■ Kutipan teks
################
Oleh: Astik Drianti, SP MP*
MuslimahTimes.com–Akhir-akhir ini terjadi krisis energi di berbagai belahan dunia, di Asia, seperti Cina, India juga Eropa. Bahkan mulai menjalar ke benua Amerika. Berbagai media menyebutkan bahkan Inggris harus mengahadapi krisis yang memukul perekonomian mereka, sejumlah perusahaan dinyatakan siap gulung tikar karena tidak mampu menghadapi krisis ini. Cina bahkan memberlakukan pemadaman bergilir, akibat krisis ini.
Krisis Energi menerpa negara-negara industri seperti Cina, India dan Jepang yang terkenal dengan berbagai industri manufakturnya. Kemudian krisis ini merembet ke Eropa, dan kini mulai merambah Amerika. Bahkan negara yang terkenal dengan industri jasa, seperti Singapura pun terdampak krisis energi ini, disebutkan bahwa penyedia listrik mulai bertumbangan di Singapura (berbagai sumber).
Menurut Simone Tagliapietra, seorang senior di think-tank ekonomi Bruegel berbasis di Brussels.(https://m-bisnis-com.cdn). Kombinasi faktor permintaan dan penawaran menyebabkan badai krisis energi ini terjadi.
################
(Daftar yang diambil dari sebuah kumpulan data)
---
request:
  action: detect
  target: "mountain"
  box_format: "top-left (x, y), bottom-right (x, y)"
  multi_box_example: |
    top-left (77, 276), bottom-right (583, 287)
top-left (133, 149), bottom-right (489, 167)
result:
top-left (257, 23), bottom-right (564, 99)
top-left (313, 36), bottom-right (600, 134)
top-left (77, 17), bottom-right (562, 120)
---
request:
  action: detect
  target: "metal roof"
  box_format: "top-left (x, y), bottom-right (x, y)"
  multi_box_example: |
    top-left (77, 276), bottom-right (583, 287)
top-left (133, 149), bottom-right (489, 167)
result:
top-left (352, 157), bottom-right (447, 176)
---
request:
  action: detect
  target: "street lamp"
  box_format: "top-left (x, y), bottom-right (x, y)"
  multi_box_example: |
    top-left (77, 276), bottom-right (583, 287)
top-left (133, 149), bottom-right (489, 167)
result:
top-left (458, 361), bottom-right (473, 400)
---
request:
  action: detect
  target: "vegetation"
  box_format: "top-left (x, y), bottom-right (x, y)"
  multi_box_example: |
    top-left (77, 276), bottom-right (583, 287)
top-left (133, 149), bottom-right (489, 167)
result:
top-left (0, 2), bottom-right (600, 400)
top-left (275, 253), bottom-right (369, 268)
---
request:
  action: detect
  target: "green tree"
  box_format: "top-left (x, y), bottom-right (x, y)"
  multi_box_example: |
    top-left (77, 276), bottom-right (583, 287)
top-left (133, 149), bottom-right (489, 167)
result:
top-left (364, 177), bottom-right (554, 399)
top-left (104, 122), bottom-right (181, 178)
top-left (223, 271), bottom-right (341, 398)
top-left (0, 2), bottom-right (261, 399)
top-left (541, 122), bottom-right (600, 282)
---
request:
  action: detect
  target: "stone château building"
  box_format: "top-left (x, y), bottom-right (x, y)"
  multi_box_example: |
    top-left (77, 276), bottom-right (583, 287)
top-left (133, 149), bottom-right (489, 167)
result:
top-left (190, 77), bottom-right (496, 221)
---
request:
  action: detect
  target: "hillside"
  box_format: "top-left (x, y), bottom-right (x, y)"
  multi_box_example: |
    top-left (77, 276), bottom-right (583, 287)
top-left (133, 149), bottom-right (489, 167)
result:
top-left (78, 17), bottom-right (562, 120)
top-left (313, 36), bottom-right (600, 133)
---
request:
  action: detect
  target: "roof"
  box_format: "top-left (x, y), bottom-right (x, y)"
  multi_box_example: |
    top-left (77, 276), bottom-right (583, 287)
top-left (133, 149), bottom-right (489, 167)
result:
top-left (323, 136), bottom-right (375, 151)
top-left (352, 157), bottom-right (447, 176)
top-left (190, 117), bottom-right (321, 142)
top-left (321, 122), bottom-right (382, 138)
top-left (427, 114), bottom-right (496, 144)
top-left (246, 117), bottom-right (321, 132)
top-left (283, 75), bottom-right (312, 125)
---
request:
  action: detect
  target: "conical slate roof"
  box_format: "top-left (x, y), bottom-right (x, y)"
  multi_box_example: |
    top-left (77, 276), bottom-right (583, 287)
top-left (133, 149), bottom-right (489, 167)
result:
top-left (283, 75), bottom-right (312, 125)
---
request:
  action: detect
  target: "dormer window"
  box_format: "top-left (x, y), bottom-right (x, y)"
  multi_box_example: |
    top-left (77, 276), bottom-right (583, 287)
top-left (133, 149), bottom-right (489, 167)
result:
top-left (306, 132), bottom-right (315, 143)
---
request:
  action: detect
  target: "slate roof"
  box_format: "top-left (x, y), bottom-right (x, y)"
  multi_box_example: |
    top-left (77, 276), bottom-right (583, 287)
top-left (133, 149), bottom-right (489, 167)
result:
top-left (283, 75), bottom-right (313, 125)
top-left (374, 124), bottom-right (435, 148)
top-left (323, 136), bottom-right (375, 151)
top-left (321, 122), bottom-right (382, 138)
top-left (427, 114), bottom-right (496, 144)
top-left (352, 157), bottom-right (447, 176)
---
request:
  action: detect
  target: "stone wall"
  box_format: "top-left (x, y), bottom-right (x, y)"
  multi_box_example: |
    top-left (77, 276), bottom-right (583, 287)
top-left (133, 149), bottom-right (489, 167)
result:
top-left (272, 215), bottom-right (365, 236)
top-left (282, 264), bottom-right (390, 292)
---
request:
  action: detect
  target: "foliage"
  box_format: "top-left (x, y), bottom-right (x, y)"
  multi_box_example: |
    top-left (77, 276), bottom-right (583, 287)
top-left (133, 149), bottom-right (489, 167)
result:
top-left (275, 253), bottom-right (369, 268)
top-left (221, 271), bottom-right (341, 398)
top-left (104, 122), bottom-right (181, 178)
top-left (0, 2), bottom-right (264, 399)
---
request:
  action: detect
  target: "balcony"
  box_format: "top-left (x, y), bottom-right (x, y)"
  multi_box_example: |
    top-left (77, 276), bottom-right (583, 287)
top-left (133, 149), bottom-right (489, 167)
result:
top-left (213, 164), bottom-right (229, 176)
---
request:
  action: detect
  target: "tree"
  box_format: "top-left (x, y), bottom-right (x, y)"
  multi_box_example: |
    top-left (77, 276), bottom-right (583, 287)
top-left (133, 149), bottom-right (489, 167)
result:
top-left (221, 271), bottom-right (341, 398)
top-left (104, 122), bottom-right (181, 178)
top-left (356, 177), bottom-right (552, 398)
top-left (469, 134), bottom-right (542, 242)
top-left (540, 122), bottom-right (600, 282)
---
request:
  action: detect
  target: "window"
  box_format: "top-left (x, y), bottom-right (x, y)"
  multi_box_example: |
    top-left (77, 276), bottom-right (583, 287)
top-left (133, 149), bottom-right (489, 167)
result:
################
■ Tugas
Kutip kembali tulisan tentang krisis energi di atas secara utuh, kata demi kata.

■ Jawaban
Oleh: Astik Drianti, SP MP*
MuslimahTimes.com–Akhir-akhir ini terjadi krisis energi di berbagai belahan dunia, di Asia, seperti Cina, India juga Eropa. Bahkan mulai menjalar ke benua Amerika. Berbagai media menyebutkan bahkan Inggris harus mengahadapi krisis yang memukul perekonomian mereka, sejumlah perusahaan dinyatakan siap gulung tikar karena tidak mampu menghadapi krisis ini. Cina bahkan memberlakukan pemadaman bergilir, akibat krisis ini.
Krisis Energi menerpa negara-negara industri seperti Cina, India dan Jepang yang terkenal dengan berbagai industri manufakturnya. Kemudian krisis ini merembet ke Eropa, dan kini mulai merambah Amerika. Bahkan negara yang terkenal dengan industri jasa, seperti Singapura pun terdampak krisis energi ini, disebutkan bahwa penyedia listrik mulai bertumbangan di Singapura (berbagai sumber).
Menurut Simone Tagliapietra, seorang senior di think-tank ekonomi Bruegel berbasis di Brussels.(https://m-bisnis-com.cdn). Kombinasi faktor permintaan dan penawaran menyebabkan badai krisis energi ini terjadi.